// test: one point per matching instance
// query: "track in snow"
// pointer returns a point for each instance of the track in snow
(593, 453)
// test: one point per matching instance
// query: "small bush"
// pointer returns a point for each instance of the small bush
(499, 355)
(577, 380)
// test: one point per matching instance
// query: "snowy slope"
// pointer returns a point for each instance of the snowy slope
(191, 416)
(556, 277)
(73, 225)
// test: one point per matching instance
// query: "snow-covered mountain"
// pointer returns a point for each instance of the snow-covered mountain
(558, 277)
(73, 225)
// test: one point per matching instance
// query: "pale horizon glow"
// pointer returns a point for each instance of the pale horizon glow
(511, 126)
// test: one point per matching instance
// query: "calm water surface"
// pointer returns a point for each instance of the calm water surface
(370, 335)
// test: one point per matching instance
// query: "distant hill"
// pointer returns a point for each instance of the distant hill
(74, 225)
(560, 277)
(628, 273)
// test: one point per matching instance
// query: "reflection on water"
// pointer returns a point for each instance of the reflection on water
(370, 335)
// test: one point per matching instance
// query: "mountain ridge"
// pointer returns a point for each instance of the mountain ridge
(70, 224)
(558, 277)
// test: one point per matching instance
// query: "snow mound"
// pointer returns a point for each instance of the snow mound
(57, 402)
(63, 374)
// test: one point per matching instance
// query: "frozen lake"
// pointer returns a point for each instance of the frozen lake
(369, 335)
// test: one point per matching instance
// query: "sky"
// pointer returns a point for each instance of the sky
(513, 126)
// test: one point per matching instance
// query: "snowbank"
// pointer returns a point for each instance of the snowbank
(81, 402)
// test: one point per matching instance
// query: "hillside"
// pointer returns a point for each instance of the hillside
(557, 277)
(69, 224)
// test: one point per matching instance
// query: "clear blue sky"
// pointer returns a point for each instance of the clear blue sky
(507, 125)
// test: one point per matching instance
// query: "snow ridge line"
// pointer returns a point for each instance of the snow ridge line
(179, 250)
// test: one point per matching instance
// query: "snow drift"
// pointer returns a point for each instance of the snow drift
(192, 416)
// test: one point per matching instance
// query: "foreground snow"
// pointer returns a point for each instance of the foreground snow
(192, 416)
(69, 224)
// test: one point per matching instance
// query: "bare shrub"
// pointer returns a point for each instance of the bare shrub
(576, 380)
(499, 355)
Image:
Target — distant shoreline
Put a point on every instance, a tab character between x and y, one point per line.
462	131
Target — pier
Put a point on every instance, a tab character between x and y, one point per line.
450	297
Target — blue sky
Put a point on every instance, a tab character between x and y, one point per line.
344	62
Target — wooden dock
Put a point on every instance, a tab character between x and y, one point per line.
● ● ●
● EXERCISE INSTRUCTIONS:
Within the records above, tally the lines that contain "Target". Give the total and nothing more.

● TASK SOLUTION:
4